WHAT THE EXERCISE ASKS: In the records below, locate the line containing "one marker per instance, written like [9,481]", then extract it and all following lines exactly, ending with the last line.

◆ ◆ ◆ ◆

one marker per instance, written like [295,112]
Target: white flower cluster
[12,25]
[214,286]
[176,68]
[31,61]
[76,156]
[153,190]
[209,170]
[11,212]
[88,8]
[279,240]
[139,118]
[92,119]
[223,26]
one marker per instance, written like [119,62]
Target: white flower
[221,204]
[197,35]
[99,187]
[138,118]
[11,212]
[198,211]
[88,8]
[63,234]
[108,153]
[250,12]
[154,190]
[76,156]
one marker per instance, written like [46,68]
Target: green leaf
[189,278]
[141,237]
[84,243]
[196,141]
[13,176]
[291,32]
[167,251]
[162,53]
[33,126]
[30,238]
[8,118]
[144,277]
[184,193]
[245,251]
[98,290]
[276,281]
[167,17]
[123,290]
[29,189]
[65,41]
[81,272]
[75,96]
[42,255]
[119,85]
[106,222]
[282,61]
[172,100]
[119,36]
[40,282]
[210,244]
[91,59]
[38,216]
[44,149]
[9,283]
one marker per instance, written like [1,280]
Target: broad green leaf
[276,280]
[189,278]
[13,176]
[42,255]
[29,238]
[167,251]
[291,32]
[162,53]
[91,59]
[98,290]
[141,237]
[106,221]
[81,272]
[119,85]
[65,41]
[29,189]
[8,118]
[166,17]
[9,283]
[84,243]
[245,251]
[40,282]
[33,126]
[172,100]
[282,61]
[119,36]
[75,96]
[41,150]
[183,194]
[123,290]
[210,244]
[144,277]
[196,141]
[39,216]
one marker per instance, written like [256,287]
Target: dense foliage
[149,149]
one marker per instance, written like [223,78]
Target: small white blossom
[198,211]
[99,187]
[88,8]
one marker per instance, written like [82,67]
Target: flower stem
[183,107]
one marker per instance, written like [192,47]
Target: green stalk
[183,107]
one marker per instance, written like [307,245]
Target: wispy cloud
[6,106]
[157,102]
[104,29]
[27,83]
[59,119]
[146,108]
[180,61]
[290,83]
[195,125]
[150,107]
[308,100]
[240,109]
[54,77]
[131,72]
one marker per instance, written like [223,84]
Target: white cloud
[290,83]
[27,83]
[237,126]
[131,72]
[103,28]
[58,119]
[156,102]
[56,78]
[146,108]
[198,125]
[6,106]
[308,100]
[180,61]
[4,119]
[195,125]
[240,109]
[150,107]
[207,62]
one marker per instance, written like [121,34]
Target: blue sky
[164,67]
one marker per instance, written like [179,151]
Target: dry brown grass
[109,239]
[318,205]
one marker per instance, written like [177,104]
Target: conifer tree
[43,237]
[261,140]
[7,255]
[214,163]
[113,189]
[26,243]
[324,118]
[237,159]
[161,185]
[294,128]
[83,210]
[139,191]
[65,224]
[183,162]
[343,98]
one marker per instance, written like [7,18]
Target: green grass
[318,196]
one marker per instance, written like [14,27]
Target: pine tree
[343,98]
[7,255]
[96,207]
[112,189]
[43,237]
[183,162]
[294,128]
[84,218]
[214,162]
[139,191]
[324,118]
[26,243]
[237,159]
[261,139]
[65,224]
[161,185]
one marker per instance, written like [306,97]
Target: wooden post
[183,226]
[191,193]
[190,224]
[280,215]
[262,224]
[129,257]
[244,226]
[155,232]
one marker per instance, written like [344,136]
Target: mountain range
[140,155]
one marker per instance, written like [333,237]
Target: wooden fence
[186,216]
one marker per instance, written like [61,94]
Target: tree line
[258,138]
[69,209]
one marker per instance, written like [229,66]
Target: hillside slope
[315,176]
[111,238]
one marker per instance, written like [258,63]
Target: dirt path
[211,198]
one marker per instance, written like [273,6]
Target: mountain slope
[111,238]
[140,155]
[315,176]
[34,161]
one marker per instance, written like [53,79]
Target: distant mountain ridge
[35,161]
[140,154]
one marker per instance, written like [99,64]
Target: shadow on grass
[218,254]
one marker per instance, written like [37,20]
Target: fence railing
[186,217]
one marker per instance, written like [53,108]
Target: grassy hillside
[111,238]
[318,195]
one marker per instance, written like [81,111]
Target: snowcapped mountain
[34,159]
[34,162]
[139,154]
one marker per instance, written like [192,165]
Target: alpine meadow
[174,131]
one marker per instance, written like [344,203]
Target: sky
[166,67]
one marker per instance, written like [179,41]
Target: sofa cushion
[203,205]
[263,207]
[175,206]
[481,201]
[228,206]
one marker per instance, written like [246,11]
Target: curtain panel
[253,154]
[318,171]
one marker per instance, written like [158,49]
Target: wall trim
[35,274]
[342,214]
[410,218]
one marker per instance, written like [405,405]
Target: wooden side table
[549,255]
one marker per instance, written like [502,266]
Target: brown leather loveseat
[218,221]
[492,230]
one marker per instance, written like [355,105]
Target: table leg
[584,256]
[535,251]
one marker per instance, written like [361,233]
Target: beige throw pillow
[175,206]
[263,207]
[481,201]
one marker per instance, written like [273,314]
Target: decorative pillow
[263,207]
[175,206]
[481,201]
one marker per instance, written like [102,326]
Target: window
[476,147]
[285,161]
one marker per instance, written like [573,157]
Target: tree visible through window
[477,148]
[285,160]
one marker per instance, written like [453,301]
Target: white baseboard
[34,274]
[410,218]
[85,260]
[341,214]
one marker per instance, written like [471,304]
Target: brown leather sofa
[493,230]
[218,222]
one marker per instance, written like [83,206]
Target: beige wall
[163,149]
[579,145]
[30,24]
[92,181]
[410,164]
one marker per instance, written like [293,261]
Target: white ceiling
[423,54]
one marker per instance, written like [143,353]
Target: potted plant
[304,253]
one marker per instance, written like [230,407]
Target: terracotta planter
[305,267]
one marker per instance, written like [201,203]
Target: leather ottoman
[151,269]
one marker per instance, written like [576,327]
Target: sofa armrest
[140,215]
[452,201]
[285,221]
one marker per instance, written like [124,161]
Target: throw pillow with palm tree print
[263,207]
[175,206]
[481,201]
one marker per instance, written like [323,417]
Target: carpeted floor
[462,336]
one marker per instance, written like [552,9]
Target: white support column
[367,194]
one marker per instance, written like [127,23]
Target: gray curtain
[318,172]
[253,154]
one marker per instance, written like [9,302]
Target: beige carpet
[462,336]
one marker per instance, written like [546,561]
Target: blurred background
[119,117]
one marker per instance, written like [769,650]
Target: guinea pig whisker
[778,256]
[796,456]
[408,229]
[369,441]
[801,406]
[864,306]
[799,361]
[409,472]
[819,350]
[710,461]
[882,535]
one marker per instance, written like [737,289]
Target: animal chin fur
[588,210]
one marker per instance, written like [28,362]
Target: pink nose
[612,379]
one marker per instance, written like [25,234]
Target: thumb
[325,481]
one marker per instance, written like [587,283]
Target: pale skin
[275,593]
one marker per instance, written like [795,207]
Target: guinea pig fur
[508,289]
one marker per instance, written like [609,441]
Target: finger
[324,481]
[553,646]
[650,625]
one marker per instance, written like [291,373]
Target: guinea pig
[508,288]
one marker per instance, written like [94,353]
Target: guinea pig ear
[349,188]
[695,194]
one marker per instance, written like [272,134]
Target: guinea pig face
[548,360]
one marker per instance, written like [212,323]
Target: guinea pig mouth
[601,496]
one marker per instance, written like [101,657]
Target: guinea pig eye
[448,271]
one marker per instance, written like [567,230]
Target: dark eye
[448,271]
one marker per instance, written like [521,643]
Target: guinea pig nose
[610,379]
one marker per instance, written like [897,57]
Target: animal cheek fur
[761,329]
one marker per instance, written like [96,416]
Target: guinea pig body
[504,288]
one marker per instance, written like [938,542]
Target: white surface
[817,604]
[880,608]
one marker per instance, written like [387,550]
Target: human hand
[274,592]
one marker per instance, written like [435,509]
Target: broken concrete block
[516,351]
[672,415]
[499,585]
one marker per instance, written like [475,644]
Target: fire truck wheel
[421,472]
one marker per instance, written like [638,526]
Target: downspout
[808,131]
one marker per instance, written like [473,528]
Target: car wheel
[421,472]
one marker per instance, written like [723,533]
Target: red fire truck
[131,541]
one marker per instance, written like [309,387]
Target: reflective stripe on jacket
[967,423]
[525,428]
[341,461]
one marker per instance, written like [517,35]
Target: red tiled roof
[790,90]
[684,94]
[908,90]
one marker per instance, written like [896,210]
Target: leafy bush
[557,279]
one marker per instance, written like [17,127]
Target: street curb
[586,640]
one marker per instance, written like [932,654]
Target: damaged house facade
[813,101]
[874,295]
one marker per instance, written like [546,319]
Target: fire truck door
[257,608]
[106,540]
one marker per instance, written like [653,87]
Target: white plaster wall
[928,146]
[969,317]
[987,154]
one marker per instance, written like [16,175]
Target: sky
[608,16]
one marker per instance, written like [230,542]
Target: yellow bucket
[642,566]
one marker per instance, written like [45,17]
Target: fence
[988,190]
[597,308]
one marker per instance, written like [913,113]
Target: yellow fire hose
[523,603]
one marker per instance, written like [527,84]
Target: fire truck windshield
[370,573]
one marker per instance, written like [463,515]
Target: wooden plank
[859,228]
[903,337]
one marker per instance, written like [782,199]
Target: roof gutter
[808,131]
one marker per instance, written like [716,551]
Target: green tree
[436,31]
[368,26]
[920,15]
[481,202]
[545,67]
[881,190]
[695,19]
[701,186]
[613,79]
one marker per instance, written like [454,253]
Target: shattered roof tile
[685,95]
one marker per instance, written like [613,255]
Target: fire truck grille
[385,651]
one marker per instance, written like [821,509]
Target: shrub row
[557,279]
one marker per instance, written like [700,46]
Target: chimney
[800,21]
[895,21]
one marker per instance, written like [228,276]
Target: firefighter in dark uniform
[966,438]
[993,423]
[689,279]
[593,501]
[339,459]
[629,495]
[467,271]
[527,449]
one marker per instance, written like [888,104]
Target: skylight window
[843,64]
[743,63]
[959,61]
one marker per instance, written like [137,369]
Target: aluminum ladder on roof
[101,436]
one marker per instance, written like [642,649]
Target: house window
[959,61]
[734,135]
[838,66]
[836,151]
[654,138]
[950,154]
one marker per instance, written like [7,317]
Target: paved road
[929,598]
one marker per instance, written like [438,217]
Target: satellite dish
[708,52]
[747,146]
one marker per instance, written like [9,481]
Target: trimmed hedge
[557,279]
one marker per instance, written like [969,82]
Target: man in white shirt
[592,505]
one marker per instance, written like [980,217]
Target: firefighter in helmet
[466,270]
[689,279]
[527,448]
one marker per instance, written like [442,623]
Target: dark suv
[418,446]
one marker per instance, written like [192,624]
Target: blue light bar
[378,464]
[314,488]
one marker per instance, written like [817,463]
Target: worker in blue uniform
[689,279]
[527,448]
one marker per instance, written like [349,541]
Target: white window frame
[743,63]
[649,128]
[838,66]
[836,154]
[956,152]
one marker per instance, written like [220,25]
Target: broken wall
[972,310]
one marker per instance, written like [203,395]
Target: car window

◆ ◆ ◆ ◆

SOLUTION FOR THIS PROBLEM:
one marker per instance, written like [9,481]
Target: trimmed hedge
[557,279]
one marker per instance, written like [969,82]
Target: man in white shirt
[592,505]
one marker per instance, written like [980,217]
Target: firefighter in helmet
[466,270]
[689,279]
[527,448]
one marker per instance, written like [442,623]
Target: dark suv
[418,446]
one marker per instance, written like [192,624]
Target: blue light bar
[378,464]
[314,488]
one marker per instance, written like [817,463]
Target: worker in blue uniform
[689,279]
[527,448]
one marker per instance, written like [349,541]
Target: white window frame
[743,63]
[649,128]
[838,66]
[836,154]
[956,152]
one marker per instance, written like [220,25]
Target: broken wall
[972,310]
one marker per instance, written like [203,395]
Target: car window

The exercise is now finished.